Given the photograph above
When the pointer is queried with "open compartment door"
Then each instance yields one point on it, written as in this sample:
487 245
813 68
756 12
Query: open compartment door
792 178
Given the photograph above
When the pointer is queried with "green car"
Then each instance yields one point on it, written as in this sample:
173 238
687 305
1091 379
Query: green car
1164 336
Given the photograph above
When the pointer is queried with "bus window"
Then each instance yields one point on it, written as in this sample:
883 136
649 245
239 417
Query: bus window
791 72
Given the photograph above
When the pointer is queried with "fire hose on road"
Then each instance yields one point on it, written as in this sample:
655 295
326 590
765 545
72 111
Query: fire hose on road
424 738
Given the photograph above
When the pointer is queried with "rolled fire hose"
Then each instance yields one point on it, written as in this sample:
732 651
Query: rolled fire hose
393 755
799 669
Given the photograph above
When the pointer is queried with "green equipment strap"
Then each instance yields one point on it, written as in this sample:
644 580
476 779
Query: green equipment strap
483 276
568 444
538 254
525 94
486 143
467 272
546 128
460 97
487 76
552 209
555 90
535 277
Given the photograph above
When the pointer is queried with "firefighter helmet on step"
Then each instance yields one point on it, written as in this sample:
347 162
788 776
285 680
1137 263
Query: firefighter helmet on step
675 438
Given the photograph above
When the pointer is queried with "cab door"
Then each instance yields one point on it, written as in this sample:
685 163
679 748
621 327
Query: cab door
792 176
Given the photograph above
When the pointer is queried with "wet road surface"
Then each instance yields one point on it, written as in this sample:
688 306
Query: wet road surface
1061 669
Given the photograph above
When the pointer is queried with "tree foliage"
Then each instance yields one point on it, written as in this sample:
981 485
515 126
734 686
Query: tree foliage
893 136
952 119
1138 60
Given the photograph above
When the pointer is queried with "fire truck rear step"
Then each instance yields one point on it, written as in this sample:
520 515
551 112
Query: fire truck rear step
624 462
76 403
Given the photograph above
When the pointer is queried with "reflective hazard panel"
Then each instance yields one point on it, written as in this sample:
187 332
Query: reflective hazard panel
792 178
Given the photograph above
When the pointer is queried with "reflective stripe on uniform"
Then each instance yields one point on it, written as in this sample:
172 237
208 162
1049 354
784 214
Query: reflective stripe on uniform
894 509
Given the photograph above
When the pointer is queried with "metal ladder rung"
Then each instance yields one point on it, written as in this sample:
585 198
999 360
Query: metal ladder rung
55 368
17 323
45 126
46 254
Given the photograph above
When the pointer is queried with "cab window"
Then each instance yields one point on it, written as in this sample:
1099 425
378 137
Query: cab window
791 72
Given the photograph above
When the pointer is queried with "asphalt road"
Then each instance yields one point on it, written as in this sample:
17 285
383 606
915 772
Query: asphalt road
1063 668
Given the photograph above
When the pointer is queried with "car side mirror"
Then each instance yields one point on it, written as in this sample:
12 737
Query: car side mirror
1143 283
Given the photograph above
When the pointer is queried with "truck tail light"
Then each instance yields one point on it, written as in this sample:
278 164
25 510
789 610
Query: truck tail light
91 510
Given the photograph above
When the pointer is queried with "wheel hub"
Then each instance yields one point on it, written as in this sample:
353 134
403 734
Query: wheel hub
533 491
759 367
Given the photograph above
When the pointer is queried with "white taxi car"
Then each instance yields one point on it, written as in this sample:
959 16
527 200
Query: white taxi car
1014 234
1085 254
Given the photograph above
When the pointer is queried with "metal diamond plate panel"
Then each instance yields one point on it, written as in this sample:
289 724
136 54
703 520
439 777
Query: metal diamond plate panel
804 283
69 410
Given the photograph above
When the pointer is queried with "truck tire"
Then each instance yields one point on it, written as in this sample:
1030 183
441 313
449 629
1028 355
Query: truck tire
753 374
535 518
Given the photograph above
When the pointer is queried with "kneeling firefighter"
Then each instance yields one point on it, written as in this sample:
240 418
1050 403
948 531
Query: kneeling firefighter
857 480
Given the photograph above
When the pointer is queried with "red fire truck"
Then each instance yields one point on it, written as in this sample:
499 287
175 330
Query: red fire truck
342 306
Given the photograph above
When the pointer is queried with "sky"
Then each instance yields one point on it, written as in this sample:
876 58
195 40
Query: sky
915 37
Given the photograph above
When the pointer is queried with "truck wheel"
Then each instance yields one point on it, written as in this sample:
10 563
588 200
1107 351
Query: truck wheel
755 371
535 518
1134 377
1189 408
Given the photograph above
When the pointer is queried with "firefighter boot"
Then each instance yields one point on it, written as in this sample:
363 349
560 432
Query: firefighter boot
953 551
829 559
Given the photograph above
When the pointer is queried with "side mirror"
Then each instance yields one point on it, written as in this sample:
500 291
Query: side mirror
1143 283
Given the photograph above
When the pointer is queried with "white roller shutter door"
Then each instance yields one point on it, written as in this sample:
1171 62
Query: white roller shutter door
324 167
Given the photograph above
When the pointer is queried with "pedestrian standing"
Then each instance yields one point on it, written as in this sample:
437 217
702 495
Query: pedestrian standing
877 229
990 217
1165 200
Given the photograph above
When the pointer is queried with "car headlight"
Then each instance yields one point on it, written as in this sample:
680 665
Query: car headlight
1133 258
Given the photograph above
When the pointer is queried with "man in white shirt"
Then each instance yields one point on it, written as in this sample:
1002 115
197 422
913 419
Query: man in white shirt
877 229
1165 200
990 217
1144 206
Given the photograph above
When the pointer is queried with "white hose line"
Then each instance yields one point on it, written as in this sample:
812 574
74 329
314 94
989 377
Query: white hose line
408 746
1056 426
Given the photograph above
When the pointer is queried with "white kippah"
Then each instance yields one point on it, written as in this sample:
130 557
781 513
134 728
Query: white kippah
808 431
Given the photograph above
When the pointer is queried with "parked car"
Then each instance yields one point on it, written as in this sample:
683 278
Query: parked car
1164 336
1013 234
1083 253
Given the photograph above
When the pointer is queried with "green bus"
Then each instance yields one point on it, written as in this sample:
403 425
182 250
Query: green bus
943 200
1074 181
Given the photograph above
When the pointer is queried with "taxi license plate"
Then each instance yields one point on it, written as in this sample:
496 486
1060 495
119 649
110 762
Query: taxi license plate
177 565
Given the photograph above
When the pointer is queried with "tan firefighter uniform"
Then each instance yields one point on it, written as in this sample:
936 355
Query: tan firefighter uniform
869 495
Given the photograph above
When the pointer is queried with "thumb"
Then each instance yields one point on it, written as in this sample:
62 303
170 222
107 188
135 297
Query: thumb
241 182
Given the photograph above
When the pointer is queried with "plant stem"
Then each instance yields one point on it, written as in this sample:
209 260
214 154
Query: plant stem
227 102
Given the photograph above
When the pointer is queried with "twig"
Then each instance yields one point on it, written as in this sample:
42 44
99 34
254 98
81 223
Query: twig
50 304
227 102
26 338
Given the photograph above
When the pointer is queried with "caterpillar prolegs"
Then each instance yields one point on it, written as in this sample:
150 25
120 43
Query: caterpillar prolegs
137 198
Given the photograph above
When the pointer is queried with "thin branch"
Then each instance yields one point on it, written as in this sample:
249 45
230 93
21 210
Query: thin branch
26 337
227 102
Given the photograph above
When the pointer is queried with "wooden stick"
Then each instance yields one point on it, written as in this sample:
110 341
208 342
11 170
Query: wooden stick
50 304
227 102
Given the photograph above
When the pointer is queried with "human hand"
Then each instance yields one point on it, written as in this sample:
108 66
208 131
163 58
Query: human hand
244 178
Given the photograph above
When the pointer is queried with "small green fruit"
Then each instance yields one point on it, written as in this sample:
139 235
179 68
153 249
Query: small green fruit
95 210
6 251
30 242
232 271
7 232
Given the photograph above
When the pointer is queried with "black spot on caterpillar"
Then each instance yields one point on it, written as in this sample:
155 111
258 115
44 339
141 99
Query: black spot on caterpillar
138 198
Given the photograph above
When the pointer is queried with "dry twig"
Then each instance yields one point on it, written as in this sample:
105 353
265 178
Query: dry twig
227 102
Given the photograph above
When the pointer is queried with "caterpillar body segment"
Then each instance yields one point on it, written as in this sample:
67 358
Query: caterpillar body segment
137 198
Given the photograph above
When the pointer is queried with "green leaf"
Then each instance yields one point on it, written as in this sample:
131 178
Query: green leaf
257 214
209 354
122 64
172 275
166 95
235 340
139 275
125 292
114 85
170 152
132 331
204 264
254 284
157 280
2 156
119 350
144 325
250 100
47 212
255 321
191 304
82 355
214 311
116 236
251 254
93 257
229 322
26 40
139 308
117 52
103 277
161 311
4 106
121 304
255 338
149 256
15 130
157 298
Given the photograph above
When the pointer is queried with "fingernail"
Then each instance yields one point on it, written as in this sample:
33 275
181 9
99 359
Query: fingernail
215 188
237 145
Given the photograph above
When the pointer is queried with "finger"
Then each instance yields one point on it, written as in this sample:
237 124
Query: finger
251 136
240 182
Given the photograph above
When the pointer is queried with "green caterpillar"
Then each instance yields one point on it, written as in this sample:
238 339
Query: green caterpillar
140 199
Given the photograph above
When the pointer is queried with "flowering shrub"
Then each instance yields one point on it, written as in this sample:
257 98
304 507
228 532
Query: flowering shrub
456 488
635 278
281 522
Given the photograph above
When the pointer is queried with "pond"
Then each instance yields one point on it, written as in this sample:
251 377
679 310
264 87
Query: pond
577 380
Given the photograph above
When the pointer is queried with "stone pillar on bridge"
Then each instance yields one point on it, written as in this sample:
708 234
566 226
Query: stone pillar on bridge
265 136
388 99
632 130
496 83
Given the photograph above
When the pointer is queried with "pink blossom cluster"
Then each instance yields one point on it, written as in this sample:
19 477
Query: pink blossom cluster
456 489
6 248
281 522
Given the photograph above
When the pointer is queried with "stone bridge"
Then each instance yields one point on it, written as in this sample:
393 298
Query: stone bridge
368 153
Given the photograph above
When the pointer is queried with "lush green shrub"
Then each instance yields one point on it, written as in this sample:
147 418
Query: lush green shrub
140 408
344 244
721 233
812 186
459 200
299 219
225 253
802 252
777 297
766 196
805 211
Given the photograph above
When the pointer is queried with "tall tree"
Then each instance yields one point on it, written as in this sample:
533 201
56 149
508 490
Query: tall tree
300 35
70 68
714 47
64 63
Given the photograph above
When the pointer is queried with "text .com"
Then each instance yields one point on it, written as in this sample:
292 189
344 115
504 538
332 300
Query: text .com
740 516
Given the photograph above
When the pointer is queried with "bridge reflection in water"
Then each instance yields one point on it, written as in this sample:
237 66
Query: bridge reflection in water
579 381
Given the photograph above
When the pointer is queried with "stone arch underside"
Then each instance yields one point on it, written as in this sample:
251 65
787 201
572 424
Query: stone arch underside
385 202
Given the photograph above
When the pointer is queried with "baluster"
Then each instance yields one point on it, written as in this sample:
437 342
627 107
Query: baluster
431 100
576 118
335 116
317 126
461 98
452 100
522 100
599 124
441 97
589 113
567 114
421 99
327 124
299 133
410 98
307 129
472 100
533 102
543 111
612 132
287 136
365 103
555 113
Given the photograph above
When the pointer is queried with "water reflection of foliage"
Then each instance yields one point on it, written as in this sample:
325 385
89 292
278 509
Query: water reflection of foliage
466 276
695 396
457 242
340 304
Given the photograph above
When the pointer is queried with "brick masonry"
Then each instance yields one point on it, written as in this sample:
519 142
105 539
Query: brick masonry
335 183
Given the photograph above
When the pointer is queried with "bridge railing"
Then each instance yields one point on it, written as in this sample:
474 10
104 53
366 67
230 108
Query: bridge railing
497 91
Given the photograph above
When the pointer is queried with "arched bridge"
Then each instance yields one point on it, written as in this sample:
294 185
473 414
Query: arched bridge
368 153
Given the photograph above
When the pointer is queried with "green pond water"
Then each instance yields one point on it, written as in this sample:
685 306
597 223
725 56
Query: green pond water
▬▬▬▬▬▬
EXERCISE » Copy out each line above that contains the string "thin"; letter case counts.

SOLVED EXERCISE »
When the pointer is queried with "thin branch"
Query: thin branch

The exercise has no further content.